* **Your goal**:
What lines below contain the string "like"? List them all.

Input Block Start

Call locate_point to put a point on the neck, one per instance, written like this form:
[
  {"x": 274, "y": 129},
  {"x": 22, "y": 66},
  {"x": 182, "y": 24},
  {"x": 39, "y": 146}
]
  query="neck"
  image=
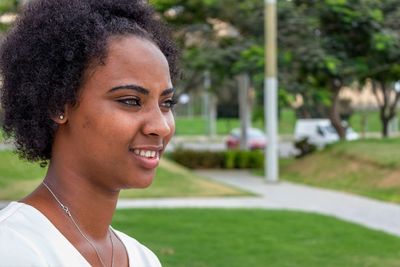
[{"x": 92, "y": 207}]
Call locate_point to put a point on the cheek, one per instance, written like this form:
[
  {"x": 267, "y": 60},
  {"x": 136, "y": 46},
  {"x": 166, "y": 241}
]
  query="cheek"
[{"x": 171, "y": 123}]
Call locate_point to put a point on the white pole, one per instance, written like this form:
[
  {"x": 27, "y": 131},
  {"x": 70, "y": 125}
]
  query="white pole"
[{"x": 270, "y": 93}]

Input Block End

* **Written answer**:
Call locate_point to put a point on the neck, one per instance, written like this form:
Call locate_point to put a point on the cheek, one per instance, written like this form:
Call locate_point to put a point on the white pole, one per instance, written like this form:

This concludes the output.